Document extract:
----

Mobile phone text messages and instant messaging in general are the main culprits encouraging this. If you use it, it makes you look retarded.

::Celine Dion
Talentless screeching Canadian dog. I will be buying one of her CDs and slicing her tongue out. Then she won't be able to inflict any of her whiny pathetic love songs on us again.

----

Exercise objective: From the page text above, pull out the part that opens with the words containing "Mobile phone text" and closes with "on us again.", copying it word for word.

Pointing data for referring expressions
----

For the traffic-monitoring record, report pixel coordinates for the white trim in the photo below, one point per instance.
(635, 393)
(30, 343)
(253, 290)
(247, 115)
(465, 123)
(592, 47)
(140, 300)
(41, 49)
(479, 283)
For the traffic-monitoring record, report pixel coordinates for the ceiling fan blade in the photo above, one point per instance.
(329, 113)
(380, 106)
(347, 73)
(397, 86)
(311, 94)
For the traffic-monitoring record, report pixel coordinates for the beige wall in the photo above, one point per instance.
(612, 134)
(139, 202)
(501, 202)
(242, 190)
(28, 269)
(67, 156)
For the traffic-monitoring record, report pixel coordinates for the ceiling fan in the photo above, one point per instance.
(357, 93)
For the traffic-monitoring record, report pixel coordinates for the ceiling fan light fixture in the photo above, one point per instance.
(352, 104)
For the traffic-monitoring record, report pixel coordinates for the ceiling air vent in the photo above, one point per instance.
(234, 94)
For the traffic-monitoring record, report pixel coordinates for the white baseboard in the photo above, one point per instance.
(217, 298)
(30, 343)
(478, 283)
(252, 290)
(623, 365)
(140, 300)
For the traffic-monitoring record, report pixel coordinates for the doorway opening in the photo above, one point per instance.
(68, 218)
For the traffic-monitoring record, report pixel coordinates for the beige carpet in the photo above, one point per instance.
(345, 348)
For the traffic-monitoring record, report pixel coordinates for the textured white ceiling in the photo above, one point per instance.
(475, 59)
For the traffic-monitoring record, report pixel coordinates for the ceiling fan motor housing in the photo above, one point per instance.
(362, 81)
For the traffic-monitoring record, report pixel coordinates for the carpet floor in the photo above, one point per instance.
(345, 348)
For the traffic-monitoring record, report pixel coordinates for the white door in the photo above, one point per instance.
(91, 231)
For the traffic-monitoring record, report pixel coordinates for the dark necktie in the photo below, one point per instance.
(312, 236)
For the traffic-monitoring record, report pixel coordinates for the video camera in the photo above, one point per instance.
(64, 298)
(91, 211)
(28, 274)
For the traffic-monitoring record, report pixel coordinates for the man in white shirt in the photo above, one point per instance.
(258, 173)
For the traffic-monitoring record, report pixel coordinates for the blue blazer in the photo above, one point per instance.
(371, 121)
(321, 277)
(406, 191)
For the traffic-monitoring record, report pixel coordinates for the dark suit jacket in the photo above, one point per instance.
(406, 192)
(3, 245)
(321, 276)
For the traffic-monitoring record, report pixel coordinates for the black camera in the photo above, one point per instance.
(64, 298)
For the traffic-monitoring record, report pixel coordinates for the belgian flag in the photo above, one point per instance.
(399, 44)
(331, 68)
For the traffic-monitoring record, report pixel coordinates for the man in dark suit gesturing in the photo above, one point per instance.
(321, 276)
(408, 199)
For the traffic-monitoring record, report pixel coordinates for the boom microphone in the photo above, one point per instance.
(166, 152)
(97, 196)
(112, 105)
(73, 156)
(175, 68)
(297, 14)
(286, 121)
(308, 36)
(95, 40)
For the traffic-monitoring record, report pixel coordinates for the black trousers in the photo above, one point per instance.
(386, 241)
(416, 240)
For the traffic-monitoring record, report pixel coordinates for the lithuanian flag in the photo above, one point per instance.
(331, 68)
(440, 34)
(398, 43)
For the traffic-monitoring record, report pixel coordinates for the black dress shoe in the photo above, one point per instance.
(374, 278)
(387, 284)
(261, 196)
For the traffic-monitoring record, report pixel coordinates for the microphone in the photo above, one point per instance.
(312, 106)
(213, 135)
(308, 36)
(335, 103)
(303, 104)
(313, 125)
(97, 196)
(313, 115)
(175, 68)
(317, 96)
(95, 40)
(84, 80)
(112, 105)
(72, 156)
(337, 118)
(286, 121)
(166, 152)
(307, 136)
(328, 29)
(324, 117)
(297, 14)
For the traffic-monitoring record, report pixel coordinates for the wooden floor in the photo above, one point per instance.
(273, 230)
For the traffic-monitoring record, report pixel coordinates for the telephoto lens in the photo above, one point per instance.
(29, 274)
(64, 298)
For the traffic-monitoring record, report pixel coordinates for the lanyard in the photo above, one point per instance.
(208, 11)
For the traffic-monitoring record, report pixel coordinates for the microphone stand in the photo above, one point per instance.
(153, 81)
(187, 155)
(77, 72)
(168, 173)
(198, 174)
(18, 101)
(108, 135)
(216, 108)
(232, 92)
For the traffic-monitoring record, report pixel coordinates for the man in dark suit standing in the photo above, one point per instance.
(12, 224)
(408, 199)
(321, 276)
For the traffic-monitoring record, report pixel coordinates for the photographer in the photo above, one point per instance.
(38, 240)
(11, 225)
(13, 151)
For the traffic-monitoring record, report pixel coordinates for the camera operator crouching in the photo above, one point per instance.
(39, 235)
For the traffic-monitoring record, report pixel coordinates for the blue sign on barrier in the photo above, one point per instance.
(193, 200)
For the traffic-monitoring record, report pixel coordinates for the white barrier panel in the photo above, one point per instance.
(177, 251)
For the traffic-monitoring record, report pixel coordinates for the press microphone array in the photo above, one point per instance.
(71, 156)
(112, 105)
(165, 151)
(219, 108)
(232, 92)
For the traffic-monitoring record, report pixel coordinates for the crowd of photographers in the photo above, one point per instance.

----

Response to the task:
Mobile phone text messages and instant messaging in general are the main culprits encouraging this. If you use it, it makes you look retarded.

::Celine Dion
Talentless screeching Canadian dog. I will be buying one of her CDs and slicing her tongue out. Then she won't be able to inflict any of her whiny pathetic love songs on us again.